# Stated exercise 1
Retype the part of the passage on early city populations starting at "Jericho is believed" and ending at "as 9,000 BC.", word for word.

....

Also, the further back we go, the more difficult it becomes to do estimates for the populations of cities. There are a few points on the timeline which are pretty obvious and there really isn’t any question as to what was the largest city, but then there are spaces in between where there is a great deal of debate.

Even today, estimating the size of cities is often guesswork. Also, for the sake of this discussion, I’ll be defining a city as a metropolitan area. One contiguous metropolitan area will be considered a single unit, even if it does happen to be divided into different political units. So, for example, Minneapolis and St. Paul, Minnesota would be a single unit by this measure, even though they are different cities with different mayors. 

So with that, we might as well start with the place which is generally agreed upon to be the first city with a population of 1,000: Jericho.

Jericho is located today in Palestine along the banks of the Jericho River. It is one of the oldest continuously inhabited cities in the world and today it has a population of about 18,000.

Jericho is believed to have passed the 1,000 population threshold around the year 7,000 BC, and the city might have begun as a settlement as early as 9,000 BC. 

What makes Jericho stand out is that it is the earliest known city with walls. In the ancient world, walls were what made a city. Walls offered protection and that is why most people wanted to live in the city. It was so they could live within the walls.

....

# Stated exercise 2
Echo every entry below line for line, changing nothing.

....

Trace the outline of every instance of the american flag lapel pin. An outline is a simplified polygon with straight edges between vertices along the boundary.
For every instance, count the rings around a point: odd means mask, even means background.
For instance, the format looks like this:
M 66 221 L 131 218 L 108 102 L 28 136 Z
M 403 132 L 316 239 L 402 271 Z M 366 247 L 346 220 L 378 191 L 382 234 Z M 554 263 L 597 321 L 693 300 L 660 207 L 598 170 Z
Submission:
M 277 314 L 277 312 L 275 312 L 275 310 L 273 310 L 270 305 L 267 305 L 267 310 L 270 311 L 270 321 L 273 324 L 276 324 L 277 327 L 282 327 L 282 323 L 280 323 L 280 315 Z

....

# Complete answer 1
Jericho is believed to have passed the 1,000 population threshold around the year 7,000 BC, and the city might have begun as a settlement as early as 9,000 BC.

# Complete answer 2
Trace the outline of every instance of the american flag lapel pin. An outline is a simplified polygon with straight edges between vertices along the boundary.
For every instance, count the rings around a point: odd means mask, even means background.
For instance, the format looks like this:
M 66 221 L 131 218 L 108 102 L 28 136 Z
M 403 132 L 316 239 L 402 271 Z M 366 247 L 346 220 L 378 191 L 382 234 Z M 554 263 L 597 321 L 693 300 L 660 207 L 598 170 Z
Submission:
M 277 314 L 277 312 L 275 312 L 275 310 L 273 310 L 270 305 L 267 305 L 267 310 L 270 311 L 270 321 L 273 324 L 276 324 L 277 327 L 282 327 L 282 323 L 280 323 L 280 315 Z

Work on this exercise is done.